What is needed —
What you return must be the data below, word for word, without any images.

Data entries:
================================
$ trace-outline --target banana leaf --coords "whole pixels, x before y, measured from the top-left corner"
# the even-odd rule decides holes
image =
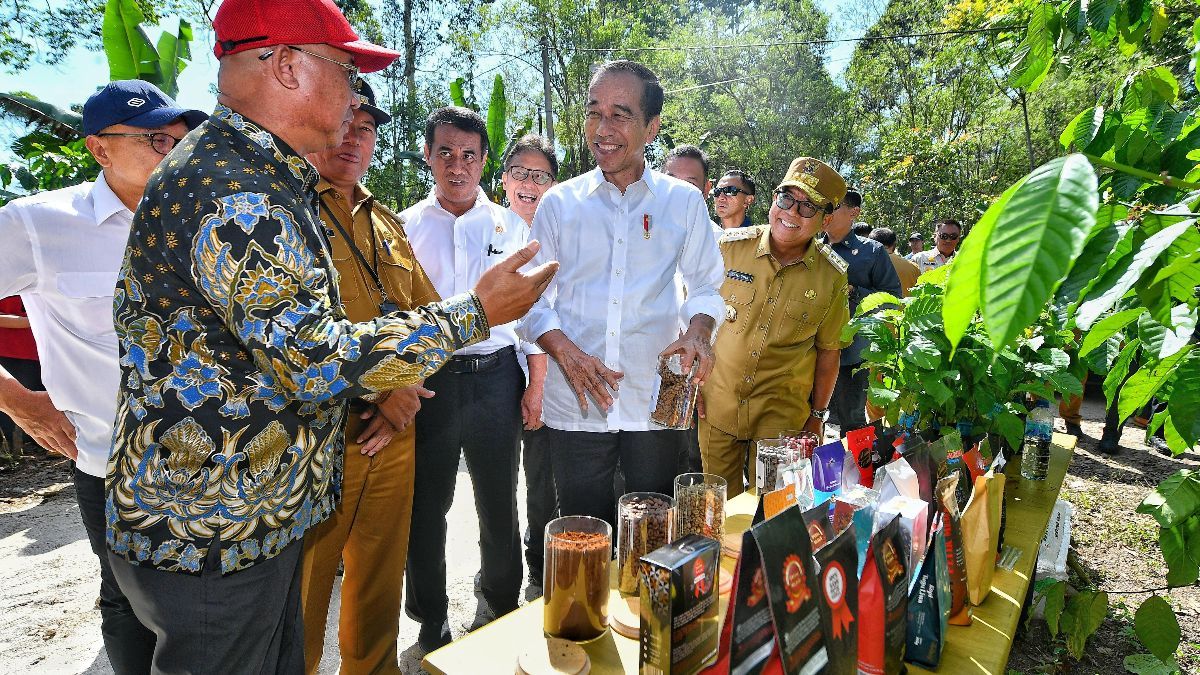
[[[134,0],[108,0],[102,36],[110,80],[162,82],[158,53],[142,27],[146,15]]]
[[[0,109],[30,126],[42,127],[64,141],[83,136],[83,115],[73,110],[16,94],[0,94]]]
================================
Response box —
$ trace-outline --target banana leaf --coords "whole pixels, x before y, measured from the top-left corner"
# the even-odd rule decides holes
image =
[[[134,0],[108,0],[102,36],[110,80],[162,82],[158,53],[142,27],[146,15]]]
[[[0,109],[30,126],[42,127],[64,141],[83,136],[83,115],[73,110],[16,94],[0,94]]]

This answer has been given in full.